Textauszug.
• • •

Das Bayerische Landeskriminalamt (LKA) und die Thüringer Polizei haben am vergangenen Sonntag in Thüringen einen mutmaßlichen Agenten festgenommen. Dem 33-jährigen ukrainischen Staatsbürger wird vorgeworfen, zu Sabotagezwecken Aufnahmen vom Betriebsgelände eines bayerischen Rüstungsunternehmens angefertigt zu haben. Das gaben heute die Generalstaatsanwaltschaft München und das Landeskriminalamt bekannt. Weitere Details zum Unternehmen wollte die Generalstaatsanwaltschaft auf BR-Anfrage nicht nennen.
Offenbar "Low-Level-Agent" für ausländischen Auftraggeber
Der Mann soll im Juni 2026 im Auftrag eines fremden Nachrichtendiensts Aufnahmen vom Betriebsgelände eines bayerischen Rüstungsunternehmens gemacht und diese seinem Auftraggeber zur Verfügung gestellt haben. Ziel sei eine Sabotage bei dem Konzern gewesen, so der Vorwurf der Ermittler. Er wird als sogenannter "Low-Level-Agent" eingestuft – das sind Menschen, die niedrigschwellig durch ausländische Nachrichtendienste angeworben und für vergleichsweise einfache Operationen eingesetzt werden.

• • •

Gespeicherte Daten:
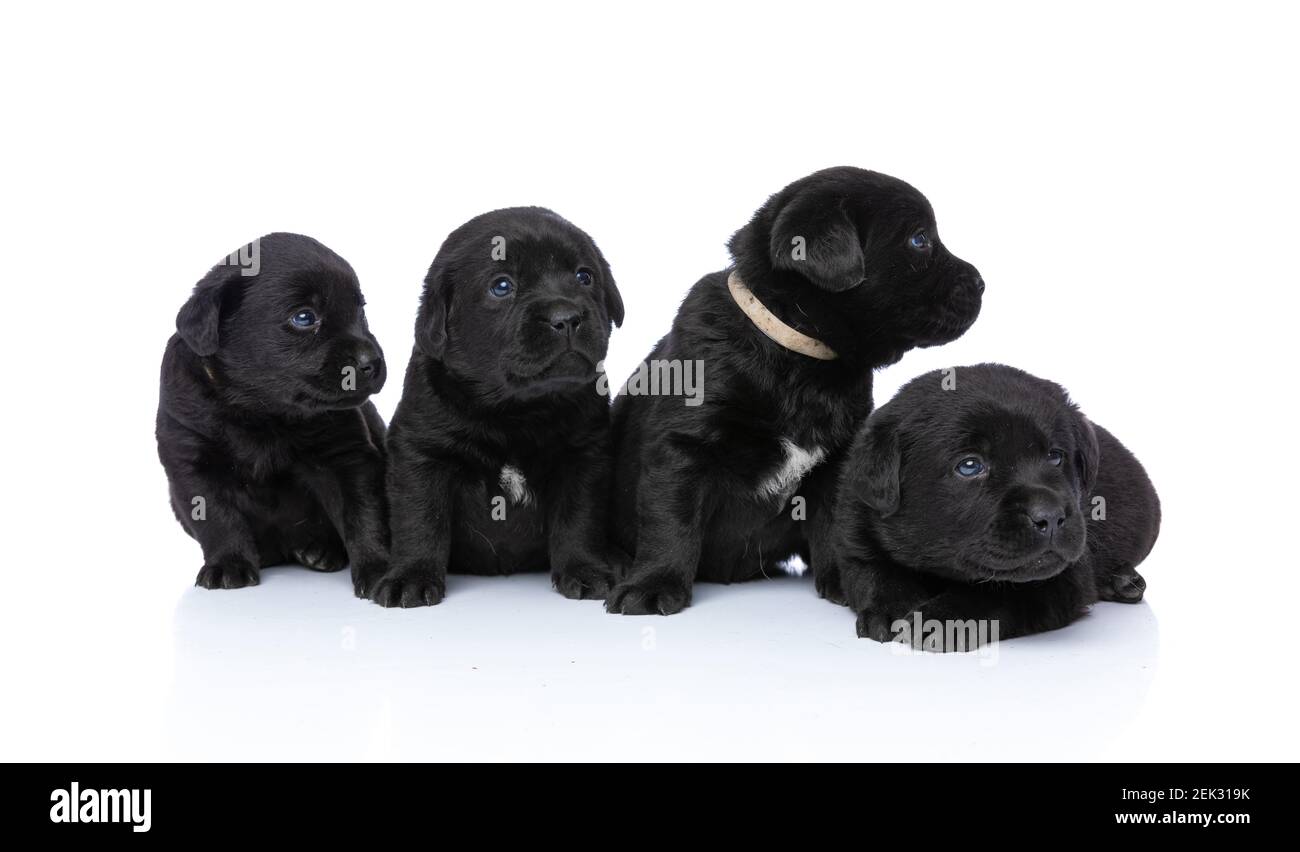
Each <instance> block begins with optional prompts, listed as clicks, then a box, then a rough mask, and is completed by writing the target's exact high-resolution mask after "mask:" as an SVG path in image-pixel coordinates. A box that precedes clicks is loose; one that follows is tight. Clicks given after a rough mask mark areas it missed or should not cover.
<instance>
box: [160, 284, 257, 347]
mask: <svg viewBox="0 0 1300 852" xmlns="http://www.w3.org/2000/svg"><path fill="white" fill-rule="evenodd" d="M240 278H243V267H239V265H237V264H233V263H227V261H222V263H218V264H217V265H214V267H212V269H211V271H208V274H205V276H203V278H201V280H199V284H196V285H194V294H192V295H191V297H190V300H188V302H186V303H185V304H182V306H181V310H179V311H178V312H177V315H175V330H177V334H179V336H181V339H182V341H185V345H186V346H188V347H190V349H192V350H194V353H195V354H196V355H203V356H207V355H213V354H216V351H217V349H218V347H220V346H221V302H222V299H225V297H226V290H227V289H229V286H230V285H233V284H235V282H237V281H239V280H240Z"/></svg>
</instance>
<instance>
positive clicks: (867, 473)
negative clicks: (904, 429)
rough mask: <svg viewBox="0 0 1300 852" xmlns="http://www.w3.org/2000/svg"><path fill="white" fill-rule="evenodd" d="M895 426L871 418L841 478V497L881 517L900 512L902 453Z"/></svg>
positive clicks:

• • •

Arbeitsauftrag 1.
Beantworte anhand des Textauszugs über die Festnahme:
(a) Welche Staatsangehörigkeit hat der festgenommene Mann?
(b) In welchem Monat und Jahr soll er die Aufnahmen gemacht haben?
(c) Welche beiden Stellen gaben die Festnahme bekannt?
Arbeitsauftrag 2.
Setze den Bericht über die Festnahme des mutmaßlichen Agenten im Anschluss an seinen letzten Satz fort.

Lösung 1.
(a) Er ist ukrainischer Staatsbürger.
(b) Im Juni 2026.
(c) Die Generalstaatsanwaltschaft München und das Landeskriminalamt.

Lösung 2.
Ein Ermittlungsrichter erließ am Montag Haftbefehl gegen den Beschuldigten, der sich nun in Untersuchungshaft in einer bayerischen Justizvollzugsanstalt befindet. Ihm wird Agententätigkeit zu Sabotagezwecken zur Last gelegt.
Erfolg für das neue "GAZ Hybrid"
Die Festnahme des mutmaßlichen Agenten sei das Ergebnis der engen Zusammenarbeit von Sicherheitsbehörden und Nachrichtendiensten im neu gegründeten Gemeinsamen Zentrum zur Abwehr hybrider Bedrohungen (GAZ Hybrid), betonen Generalstaatsanwaltschaft sowie LKA in ihrer Pressemitteilung. Das GAZ Hybrid war erst im Juni von Bundesinnenminister Alexander Dobrindt (CSU) eröffnet worden.